Родился Б. А. Можаев 1 июня 1923 года.
От можаевских мест до Астрахани, по воспоминаниям теперь уже пра-прапрадедов, если пешком, – две пары лаптей. «Астрахань – маленький Вавилон Нижнего Поволжья» (Фридрих Горенштейн) была развилкой. Одни возвращались с заработком в родную деревню, другие шли дальше, в Баку, чаще всего на Нобелевские нефтепромыслы, а брат матери стал штурманом, закончив в 1912 году Нобелевское училище.
Баку мелькнет в финале можаевского романа «Мужики и бабы», в последних его строках. Роман посвящен крестьянскому бунту против коллективизации в 1930 году. Спустя полвека (1980), заканчивая вторую книгу романа, Можаев напишет о зачинщике бунта подрядчике Федоре Звонцове: «И только один Федор Звонцов ушел от возмездия. Когда конный отряд окружал бунтовавшее Веретье, он прыгнул на своего Маяка, стоявшего под седлом на крайнем дворе, птицей перемахнул через прясла и пошел низом, по льду Петравки.
За ним погнались с полдюжины вооруженных конников: но не тут-то было! Маяк оказался резвее казенных лошадей, и потом – Петравка сразу за Веретьем круто изгибалась, и не успели бойцы снять винтовки, как Звонцов умчался за кривун.
Тогда они решили скрадывать его и поскакали вперехват, чистым полем. Но перед селом, куда уходила Петравка и куда мчался по льду Звонцов, они попали в сугробы и увязли в них. Так он и ушел в мещерские непроходимые леса.
С тех пор никто не видел его в здешних местах; одни говорили, что он проживал в Баку под чужой фамилией, другие – что ушел за границу.
А жеребец вернулся… Пришел в Гордеево через неделю такой исхудалый, что мослы на костреце выщелкнулись. Отыскал свою усадьбу. Тут и взяли его; утром стоял на пепелище возле старой ветлы, понуро свесив голову».

• **Показанные данные**

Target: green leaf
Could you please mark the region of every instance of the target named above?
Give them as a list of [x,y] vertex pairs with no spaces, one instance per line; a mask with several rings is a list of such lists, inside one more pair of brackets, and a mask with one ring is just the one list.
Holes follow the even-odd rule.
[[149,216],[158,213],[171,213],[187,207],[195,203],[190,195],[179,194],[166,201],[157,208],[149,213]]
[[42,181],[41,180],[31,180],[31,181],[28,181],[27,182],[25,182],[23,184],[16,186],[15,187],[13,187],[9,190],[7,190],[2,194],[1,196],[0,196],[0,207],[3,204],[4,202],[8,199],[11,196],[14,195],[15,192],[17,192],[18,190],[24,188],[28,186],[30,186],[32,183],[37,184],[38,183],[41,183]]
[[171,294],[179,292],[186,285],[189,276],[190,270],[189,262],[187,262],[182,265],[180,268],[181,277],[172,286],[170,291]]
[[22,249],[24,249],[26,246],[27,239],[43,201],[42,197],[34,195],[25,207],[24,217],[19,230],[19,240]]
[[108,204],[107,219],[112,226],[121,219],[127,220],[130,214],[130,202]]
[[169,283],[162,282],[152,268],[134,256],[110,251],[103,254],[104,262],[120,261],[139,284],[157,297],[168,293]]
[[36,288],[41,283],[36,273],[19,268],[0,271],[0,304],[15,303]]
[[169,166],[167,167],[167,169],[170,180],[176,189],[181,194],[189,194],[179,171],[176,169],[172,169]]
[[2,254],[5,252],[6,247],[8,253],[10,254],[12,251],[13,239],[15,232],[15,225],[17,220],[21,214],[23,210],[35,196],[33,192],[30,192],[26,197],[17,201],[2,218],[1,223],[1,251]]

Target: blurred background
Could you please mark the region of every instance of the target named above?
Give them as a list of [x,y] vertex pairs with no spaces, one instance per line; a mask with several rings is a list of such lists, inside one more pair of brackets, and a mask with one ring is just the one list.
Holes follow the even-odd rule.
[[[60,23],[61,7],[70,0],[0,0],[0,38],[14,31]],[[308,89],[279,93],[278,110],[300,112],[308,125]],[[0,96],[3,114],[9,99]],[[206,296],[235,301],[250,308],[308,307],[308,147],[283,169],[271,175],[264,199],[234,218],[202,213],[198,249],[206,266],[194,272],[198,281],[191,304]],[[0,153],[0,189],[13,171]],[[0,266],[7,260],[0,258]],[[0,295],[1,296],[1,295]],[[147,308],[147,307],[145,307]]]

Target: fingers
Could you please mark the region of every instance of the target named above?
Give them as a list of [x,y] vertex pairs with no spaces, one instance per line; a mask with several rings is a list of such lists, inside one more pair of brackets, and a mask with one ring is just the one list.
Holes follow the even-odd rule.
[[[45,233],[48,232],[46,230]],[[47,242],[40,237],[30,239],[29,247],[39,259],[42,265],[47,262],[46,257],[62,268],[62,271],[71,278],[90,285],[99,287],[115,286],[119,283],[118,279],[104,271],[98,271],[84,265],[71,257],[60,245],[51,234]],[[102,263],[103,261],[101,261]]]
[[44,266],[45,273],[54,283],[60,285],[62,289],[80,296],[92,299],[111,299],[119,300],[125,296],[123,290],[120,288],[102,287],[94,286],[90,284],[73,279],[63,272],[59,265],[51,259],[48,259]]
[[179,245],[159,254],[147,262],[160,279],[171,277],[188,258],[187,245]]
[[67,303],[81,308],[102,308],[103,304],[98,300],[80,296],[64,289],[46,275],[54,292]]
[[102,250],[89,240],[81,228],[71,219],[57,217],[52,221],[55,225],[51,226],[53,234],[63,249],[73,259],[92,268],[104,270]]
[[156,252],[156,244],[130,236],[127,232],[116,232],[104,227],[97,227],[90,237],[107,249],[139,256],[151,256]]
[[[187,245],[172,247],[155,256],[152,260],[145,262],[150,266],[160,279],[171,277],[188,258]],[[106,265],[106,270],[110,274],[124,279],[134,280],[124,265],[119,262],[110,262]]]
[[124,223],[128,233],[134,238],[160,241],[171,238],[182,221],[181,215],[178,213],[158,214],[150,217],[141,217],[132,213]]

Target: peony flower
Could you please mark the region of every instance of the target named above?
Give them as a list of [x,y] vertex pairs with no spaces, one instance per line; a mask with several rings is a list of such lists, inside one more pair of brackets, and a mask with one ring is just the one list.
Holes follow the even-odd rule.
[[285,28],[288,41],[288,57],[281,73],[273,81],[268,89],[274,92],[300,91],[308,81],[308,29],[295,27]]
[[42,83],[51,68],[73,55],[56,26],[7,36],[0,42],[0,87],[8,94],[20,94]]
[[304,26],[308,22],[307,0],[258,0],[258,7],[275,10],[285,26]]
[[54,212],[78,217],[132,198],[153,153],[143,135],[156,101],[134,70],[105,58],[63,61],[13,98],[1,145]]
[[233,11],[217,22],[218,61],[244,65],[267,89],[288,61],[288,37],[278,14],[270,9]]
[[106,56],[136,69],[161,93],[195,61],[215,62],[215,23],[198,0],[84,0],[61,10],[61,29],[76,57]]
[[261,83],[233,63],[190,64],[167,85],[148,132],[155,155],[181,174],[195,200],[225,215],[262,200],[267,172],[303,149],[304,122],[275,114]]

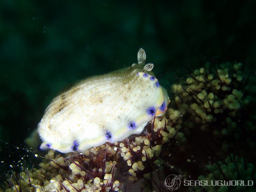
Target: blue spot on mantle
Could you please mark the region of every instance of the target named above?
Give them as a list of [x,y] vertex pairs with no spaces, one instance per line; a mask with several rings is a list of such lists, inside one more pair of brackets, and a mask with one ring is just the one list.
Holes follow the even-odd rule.
[[78,146],[79,145],[78,142],[77,140],[75,140],[74,142],[73,142],[73,144],[74,144],[74,145],[72,146],[72,148],[74,151],[76,151],[77,150],[77,148],[78,148]]
[[156,115],[156,109],[153,107],[150,107],[147,110],[148,114],[152,116],[154,116]]
[[160,86],[160,84],[159,84],[159,82],[158,81],[156,83],[156,86],[157,87],[159,87]]
[[112,135],[110,132],[108,131],[105,133],[105,134],[106,135],[106,137],[108,139],[110,139],[112,137]]
[[128,125],[128,127],[132,129],[134,129],[136,128],[136,124],[134,122],[131,122]]

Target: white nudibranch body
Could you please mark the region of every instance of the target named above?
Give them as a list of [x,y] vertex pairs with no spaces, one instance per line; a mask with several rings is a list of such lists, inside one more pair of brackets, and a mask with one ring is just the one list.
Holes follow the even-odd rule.
[[133,65],[87,78],[55,98],[38,125],[41,148],[82,152],[141,133],[170,102],[157,79]]

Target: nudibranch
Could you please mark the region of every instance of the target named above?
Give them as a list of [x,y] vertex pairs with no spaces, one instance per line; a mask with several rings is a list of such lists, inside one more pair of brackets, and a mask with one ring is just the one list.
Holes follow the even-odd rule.
[[82,152],[114,143],[165,112],[170,100],[150,71],[154,65],[144,66],[142,48],[138,58],[138,64],[88,78],[54,99],[38,125],[40,148]]

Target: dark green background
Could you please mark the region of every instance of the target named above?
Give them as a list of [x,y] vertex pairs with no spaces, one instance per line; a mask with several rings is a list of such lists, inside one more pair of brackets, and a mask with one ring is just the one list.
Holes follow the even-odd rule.
[[141,47],[167,88],[208,61],[254,68],[256,3],[239,1],[1,1],[0,138],[22,143],[62,90]]

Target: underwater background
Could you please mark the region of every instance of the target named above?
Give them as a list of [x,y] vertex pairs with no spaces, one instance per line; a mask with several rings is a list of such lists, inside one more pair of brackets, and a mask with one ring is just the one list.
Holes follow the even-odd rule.
[[241,62],[255,76],[255,8],[252,0],[1,1],[2,173],[26,154],[14,146],[26,145],[55,96],[131,66],[140,47],[172,100],[172,84],[207,62]]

• **Задания и упражнения**
[1] Укажите по тексту о Можаеве, какому событию посвящен роман «Мужики и бабы».
[2] Выпишите из текста о Можаеве все упомянутые в нем годы.
[3] Перескажите абзац текста о Можаеве, начинающийся словами «От можаевских мест до Астрахани», в виде краткого списка, сохранив основные факты.

• **Список решений**
[1] Крестьянскому бунту против коллективизации в 1930 году.

[2] 1923, 1912, 1930, 1980

[3]
- Путь пешком от можаевских мест до Астрахани, по воспоминаниям прапрапрадедов, занимал две пары лаптей.
- Астрахань, «маленький Вавилон Нижнего Поволжья» (по словам Фридриха Горенштейна), была развилкой.
- Одни возвращались оттуда с заработком в родную деревню, другие шли дальше, в Баку, чаще всего на Нобелевские нефтепромыслы.
- Брат матери окончил Нобелевское училище в 1912 году и стал штурманом.